### Records to process

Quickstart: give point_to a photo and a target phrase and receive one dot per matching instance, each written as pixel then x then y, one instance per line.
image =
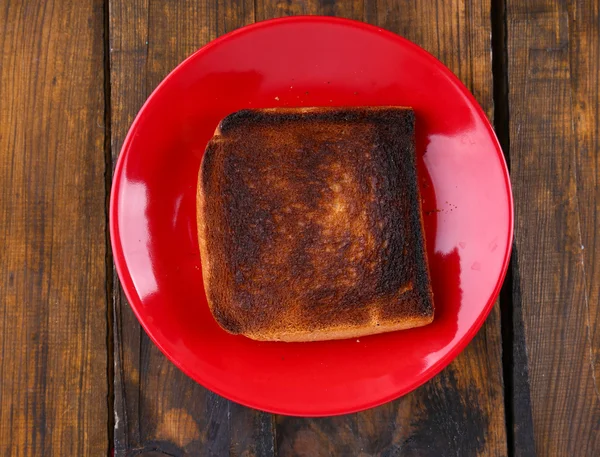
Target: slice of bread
pixel 310 224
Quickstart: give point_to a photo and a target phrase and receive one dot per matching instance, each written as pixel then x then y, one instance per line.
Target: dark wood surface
pixel 53 303
pixel 78 376
pixel 554 77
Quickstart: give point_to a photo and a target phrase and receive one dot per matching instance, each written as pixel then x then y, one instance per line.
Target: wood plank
pixel 159 410
pixel 460 412
pixel 554 67
pixel 53 303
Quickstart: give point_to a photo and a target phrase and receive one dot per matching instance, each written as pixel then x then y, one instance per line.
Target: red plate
pixel 309 61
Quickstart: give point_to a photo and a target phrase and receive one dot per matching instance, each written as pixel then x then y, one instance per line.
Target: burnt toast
pixel 310 224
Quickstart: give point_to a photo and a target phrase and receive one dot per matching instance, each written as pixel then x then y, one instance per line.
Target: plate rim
pixel 127 281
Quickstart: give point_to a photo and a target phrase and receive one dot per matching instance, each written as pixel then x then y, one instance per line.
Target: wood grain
pixel 53 304
pixel 461 411
pixel 554 58
pixel 159 409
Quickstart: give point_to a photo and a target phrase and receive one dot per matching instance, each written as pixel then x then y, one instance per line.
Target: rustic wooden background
pixel 78 376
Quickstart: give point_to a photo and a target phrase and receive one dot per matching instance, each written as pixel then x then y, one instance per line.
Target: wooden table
pixel 78 377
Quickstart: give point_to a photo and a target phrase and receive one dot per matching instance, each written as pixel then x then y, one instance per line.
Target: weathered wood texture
pixel 157 408
pixel 461 412
pixel 53 304
pixel 554 58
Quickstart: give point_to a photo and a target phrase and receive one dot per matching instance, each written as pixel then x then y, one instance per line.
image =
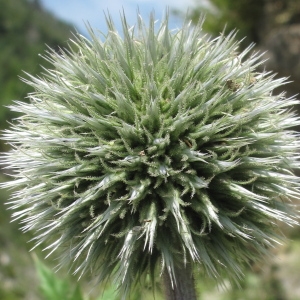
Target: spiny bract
pixel 154 147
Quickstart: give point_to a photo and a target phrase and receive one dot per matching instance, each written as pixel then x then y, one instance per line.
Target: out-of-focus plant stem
pixel 183 288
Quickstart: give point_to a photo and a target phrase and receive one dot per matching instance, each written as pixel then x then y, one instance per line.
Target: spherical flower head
pixel 142 151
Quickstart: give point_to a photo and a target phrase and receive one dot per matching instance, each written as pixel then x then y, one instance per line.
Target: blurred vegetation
pixel 25 30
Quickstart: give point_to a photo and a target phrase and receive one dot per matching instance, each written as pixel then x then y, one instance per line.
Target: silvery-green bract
pixel 151 148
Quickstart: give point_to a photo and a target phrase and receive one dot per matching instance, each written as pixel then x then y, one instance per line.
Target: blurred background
pixel 28 27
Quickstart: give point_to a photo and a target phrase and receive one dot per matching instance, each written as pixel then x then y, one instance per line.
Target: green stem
pixel 184 288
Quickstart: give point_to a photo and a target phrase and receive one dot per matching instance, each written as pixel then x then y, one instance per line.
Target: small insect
pixel 233 86
pixel 188 143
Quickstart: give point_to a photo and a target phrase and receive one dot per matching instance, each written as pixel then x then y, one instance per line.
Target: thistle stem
pixel 184 288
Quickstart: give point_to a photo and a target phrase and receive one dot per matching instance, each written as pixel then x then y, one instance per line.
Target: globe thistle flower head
pixel 143 151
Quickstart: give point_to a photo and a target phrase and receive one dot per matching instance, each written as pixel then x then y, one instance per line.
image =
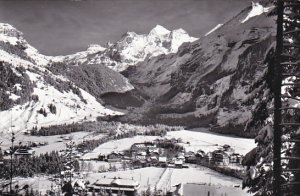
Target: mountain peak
pixel 159 30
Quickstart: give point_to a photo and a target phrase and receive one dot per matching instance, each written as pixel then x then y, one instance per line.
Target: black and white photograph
pixel 149 97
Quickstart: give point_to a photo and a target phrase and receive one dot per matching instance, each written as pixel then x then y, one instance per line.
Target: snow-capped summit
pixel 257 9
pixel 10 36
pixel 159 30
pixel 36 92
pixel 132 48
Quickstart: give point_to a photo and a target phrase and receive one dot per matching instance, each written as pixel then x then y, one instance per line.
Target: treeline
pixel 103 127
pixel 90 145
pixel 48 163
pixel 8 80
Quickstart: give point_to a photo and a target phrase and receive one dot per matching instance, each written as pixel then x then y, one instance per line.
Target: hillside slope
pixel 217 81
pixel 33 96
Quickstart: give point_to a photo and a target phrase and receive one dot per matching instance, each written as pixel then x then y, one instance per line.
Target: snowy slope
pixel 216 81
pixel 131 49
pixel 33 96
pixel 257 9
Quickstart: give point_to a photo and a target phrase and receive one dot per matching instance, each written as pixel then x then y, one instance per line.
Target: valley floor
pixel 161 178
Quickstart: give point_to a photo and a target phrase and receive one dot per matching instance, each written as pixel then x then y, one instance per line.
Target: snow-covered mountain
pixel 31 95
pixel 168 77
pixel 217 81
pixel 131 49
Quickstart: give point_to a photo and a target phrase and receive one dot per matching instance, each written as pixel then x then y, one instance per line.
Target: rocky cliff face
pixel 131 49
pixel 217 81
pixel 35 92
pixel 168 77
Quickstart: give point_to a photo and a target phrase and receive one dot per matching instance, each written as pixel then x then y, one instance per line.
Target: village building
pixel 21 152
pixel 178 163
pixel 220 157
pixel 190 157
pixel 115 186
pixel 162 161
pixel 114 157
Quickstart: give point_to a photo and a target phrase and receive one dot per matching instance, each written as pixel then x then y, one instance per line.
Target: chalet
pixel 181 156
pixel 220 158
pixel 236 158
pixel 21 152
pixel 190 157
pixel 208 157
pixel 115 185
pixel 200 155
pixel 228 149
pixel 178 163
pixel 162 161
pixel 114 156
pixel 149 147
pixel 140 155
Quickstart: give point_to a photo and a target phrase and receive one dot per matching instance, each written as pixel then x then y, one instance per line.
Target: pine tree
pixel 279 174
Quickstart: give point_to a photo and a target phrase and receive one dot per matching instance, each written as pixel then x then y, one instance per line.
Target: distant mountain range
pixel 163 77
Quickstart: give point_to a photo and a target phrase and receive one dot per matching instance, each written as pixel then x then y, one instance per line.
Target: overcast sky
pixel 57 27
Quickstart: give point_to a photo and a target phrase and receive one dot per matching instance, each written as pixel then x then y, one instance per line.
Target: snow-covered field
pixel 117 146
pixel 151 176
pixel 199 139
pixel 55 142
pixel 208 141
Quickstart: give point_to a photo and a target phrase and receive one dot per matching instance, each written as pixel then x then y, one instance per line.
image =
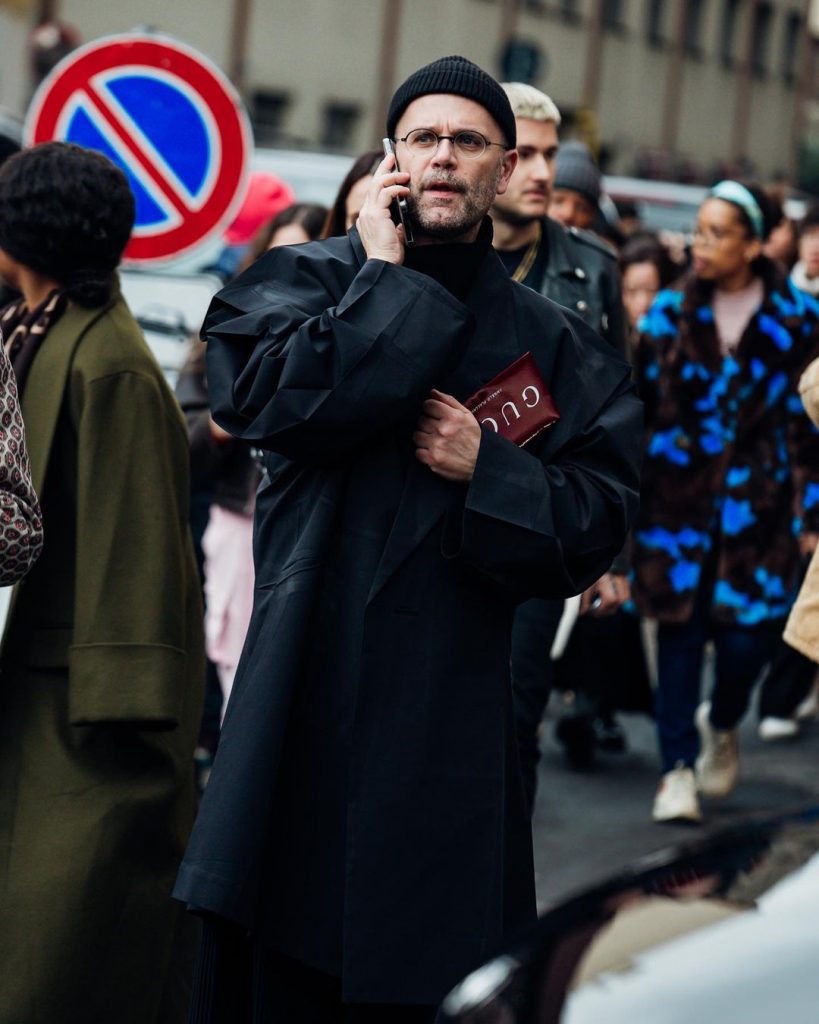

######

Aim: Reproduce the records above line for line, without changing a word, and omit the pictures.

Right answer:
Quickstart: give point_to a photo and a target phrase and receive one dot per matching instance, each written as pixel then x then y, one instance per line.
image =
Target: slice of bread
pixel 310 224
Quickstart: give point_to a photo and a target phrase and receive one dot per matching instance, each written as pixel then x then y, one instance per line.
Target: dark wood surface
pixel 53 303
pixel 78 376
pixel 554 77
Quickstart: give point_to a photo and a target phrase and receive one dot per matching instance, each written as pixel then x then y, one instance per line.
Target: wood plank
pixel 159 410
pixel 460 412
pixel 554 67
pixel 53 303
Quickstart: give point_to a photo and a target phrase and receive one dot per matching instance, each written as pixel then x then y, one instance per line.
Target: red plate
pixel 309 61
Quickstart: give point_to a photo and a target phrase and receive one dot per matching instance, each written as pixel then x then y, one instance per line.
Target: burnt toast
pixel 310 224
Quickstart: give point_to a photo and a target phrase and receive one dot per matching instance, each written as pixel then x then y, one instance per line.
Target: plate rim
pixel 127 281
Quickstart: give point_to a photo and a target phrase and receive one dot per matching instance, each written as pixel then x then y, one instance per line.
Target: wood grain
pixel 53 304
pixel 461 411
pixel 554 58
pixel 159 409
Quickstart: give point_to a photo and a target phrase and receive one dot per matching instance, each written as pixel then x then y, one instance per line.
Target: rustic wooden background
pixel 78 376
Quickstart: give point_to a photo and a target phrase and receive one dot per matching instance, each written as pixel then x then y, one instance per line.
Target: wooden table
pixel 78 377
Quickstart: give point_to a photo and a target phrase and receive one dot per matching instance, each written as pixel then x then y, one instance per line.
Target: weathered wood texture
pixel 157 408
pixel 461 412
pixel 53 304
pixel 554 58
Quickstart: give point_to a photo and a target phrase and receive one dot per matching instance, each written as pixel then x then y, one instance per line.
image =
Target: spiny bract
pixel 154 147
Quickstart: give point_to a photo and a target phrase and receive one dot per matching instance, each written as pixel then x then y, one instance per line.
Target: out-of-focus plant stem
pixel 183 288
Quickstart: give point_to a photo and a target phrase and receive one dot per matching instance, each written as pixel then x then y, one instance per line.
Target: spherical flower head
pixel 142 151
Quickstart: give point_to a photo and a target phrase and receive one dot per matching instance, each written as pixel then x then y, one instance per line.
Target: blurred vegetation
pixel 25 30
Quickstart: give point_to a photo and a target phrase and receive one dot per matching instance, each written as pixel then x then y, one instance per line.
Target: silvery-green bract
pixel 151 148
Quickstart: give point_to a photo and a target phrase and receive one dot per matching instance, each written as pixel then x then y, one instance per line.
Target: blurred background
pixel 28 27
Quickstart: give point_to a photo and a target phrase and receive one dot per matching instance, each written as pixel then x then y, one instance per line.
Target: green stem
pixel 184 288
Quickstart: give point_to a photo and a target phrase and receive one dot per matching instance, each written as pixel then x then y, one instance per line.
Target: small insect
pixel 233 86
pixel 188 143
Quickstart: give point_to a photo and a target phrase and receive one dot per matching instance, each written as pixel then x then y, one instance per line.
Target: thistle stem
pixel 184 288
Quickstart: give point_to a photo and a target phrase and receive one dot per matching instance, each written as pixel then x then y, one instance per line.
Target: globe thistle flower head
pixel 143 151
Quickstart: give point_to a photo and a target phrase and receive one dot per matching instance, each written as pixel then x then y, one instance per line.
image =
Target: mountain peak
pixel 159 30
Quickstart: give point_to a photo and a target phrase and receive one dot per matching instance, each written as pixel then x then y, one instance per line.
Target: black and white photograph
pixel 149 97
Quickstart: give point_to a photo and a target phrase and receive one dot per matching instance, each written as pixel then x then y, one instance per line.
Target: snow-capped summit
pixel 257 9
pixel 10 36
pixel 159 30
pixel 36 92
pixel 132 48
Quickstart: give point_to a photo and a target phrase and receive one dot per matching instance, each written as pixel then x then y, one instance per line.
Target: treeline
pixel 103 127
pixel 90 145
pixel 48 163
pixel 8 80
Quickstart: give point_to a photo and a target phrase and receive one dot per matching instance, each written as pixel then x then y, one instance per line.
Target: hillside slope
pixel 217 81
pixel 33 96
Quickstart: give point_to a photo and a target phrase and receive one dot per matching instance, each written as pixel then x then y, one instance per line.
Target: snowy slope
pixel 216 81
pixel 131 49
pixel 33 96
pixel 257 9
Quickstart: give point_to a photo and a target phrase and receive one dot per matching instance, each written as pixel then x then y, one instance per line.
Target: valley floor
pixel 161 178
Quickstart: give point_to a photo and a target phrase and receive one dot per matching instance, each written as pixel then x then y, one instance per line.
Target: snow-covered mountain
pixel 31 95
pixel 168 77
pixel 217 81
pixel 131 49
Quickstart: give point_to a photo and a target phrase and receive one dot per matching instance, each written as pixel then x then y, one instance per line.
Target: rocky cliff face
pixel 131 49
pixel 217 81
pixel 35 92
pixel 168 77
Quickstart: give point_to a photo and a target phrase and receive one dot per matching instance, each written as pixel then x then y, one instance per line.
Target: village building
pixel 21 152
pixel 178 163
pixel 220 157
pixel 190 157
pixel 115 186
pixel 162 161
pixel 114 157
Quickstart: give point_to a photo and a target phrase and receive one dot per matching instance, each written as pixel then x then y, one instance per line.
Target: chalet
pixel 181 156
pixel 220 158
pixel 236 158
pixel 21 152
pixel 190 157
pixel 208 157
pixel 115 185
pixel 200 155
pixel 228 149
pixel 178 163
pixel 162 161
pixel 114 156
pixel 149 147
pixel 140 155
Quickstart: give point_to a photo and a target phrase and receive one dot per matching instance, each written as pixel then x then y, one instance per line.
Target: pine tree
pixel 279 174
Quickstart: give point_to a photo and a target phrase and receive one dot per matching instance, each written as pixel then x then y, one instance per line.
Target: distant mountain range
pixel 163 77
Quickstart: give point_to a photo and a target phrase and receive one dot per matching instance, each written as pixel then x then y, one instance per line.
Target: overcast sky
pixel 57 27
Quickstart: give point_to a photo and a target phrase and receive one dot per matching instance, each written as pixel then x then y, one instance per line.
Target: snow-covered field
pixel 117 146
pixel 151 176
pixel 199 139
pixel 55 142
pixel 208 141
Quickstart: give point_to a photo and a target phrase and receive one dot per matching instance, each written as pixel then x then y, one instance per line.
image =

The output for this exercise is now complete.